▶ HOW TO COMPLETE THIS TASK
Return the records that follow, unchanged and complete.

START PROVIDED ENTRIES

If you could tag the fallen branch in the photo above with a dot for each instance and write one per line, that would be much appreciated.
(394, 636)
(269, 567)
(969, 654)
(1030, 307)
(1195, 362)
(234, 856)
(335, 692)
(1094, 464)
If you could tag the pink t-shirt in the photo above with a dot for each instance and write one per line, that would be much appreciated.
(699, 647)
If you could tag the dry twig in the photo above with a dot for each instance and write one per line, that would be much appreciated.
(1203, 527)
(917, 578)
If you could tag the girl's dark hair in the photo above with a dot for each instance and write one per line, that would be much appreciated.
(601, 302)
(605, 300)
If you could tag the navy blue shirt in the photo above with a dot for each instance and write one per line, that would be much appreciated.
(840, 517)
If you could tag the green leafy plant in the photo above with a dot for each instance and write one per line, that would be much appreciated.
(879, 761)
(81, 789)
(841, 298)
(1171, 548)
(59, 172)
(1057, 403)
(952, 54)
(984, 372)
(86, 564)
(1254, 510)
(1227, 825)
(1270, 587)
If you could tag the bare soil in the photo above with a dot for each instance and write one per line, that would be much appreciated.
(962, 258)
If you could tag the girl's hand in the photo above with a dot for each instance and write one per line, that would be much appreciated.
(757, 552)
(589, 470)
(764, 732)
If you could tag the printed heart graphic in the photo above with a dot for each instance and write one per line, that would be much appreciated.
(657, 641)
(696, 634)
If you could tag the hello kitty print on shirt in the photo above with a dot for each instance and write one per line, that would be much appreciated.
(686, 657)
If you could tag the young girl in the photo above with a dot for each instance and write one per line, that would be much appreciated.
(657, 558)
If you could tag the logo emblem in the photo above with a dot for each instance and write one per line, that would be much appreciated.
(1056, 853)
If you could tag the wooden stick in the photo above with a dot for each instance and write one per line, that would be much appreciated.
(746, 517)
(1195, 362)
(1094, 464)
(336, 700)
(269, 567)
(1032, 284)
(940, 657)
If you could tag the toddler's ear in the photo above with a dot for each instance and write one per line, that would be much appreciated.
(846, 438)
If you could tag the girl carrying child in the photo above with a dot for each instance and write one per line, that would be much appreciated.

END PROVIDED ENTRIES

▶ COMPLETED TASK
If you could tag the fallen branch in the photo above with a dot for each instance and write one per line, that would be much appreciated.
(394, 636)
(269, 567)
(969, 654)
(1030, 307)
(1195, 362)
(234, 856)
(335, 692)
(1094, 464)
If you could tag the pink t-shirt in the photo above with a dot for each instance and write one per line, that would be much appreciated.
(699, 647)
If you could tag the dry twig in the photo above with a dot for each instance and write one per line, that would be much appreciated.
(1203, 527)
(917, 578)
If you could tag the girl's dark hair in the photo above with a dot for each instance and write one per line, that would be much appreciated.
(601, 302)
(605, 300)
If you could tag the navy blue shirt in the photo above with a dot for each instance and write one per line, that would be much appreciated.
(840, 517)
If you could tag the green leafy plant in the photo above with a dot for each instance and write one per line, that would be much appreciated.
(879, 761)
(81, 789)
(841, 298)
(1171, 548)
(59, 172)
(1057, 403)
(952, 54)
(984, 372)
(86, 564)
(1254, 510)
(1227, 825)
(1270, 587)
If you could tag the bare soil in the photo above with a dot for each instance and write one per line, that would be much appreciated.
(962, 258)
If you could tag the girl's hand in the photo above with a dot for each instance and write one per line, that would be much appreciated.
(757, 552)
(589, 470)
(764, 732)
If you could tag the printed heart graphic in the photo above with a dot for each instance and write one per line, that would be much appreciated.
(657, 641)
(696, 634)
If you could tag the hello kitty print on shirt in the photo above with a dot for each instance and write one per line, that would be much appreciated.
(686, 657)
If you could tag the young girl in the photo above with a dot for each instance and write one per line, that would be much appreciated.
(657, 558)
If you could tag the logo emblem in the photo above with a dot for each instance and write one per line, that would be much appreciated.
(1056, 853)
If you could tag the wooden stick in the photo above with a dot for each instance and write one per line, that would be much appreciated.
(746, 517)
(1195, 362)
(1094, 464)
(336, 700)
(269, 567)
(1032, 284)
(940, 657)
If you could tag the toddler's ear in the photo above with a dot for each instance and write one per line, that would be much appreciated.
(846, 438)
If you could tag the girl carrying child in the photo above with a dot for each instance and write one per line, that would be much appreciated.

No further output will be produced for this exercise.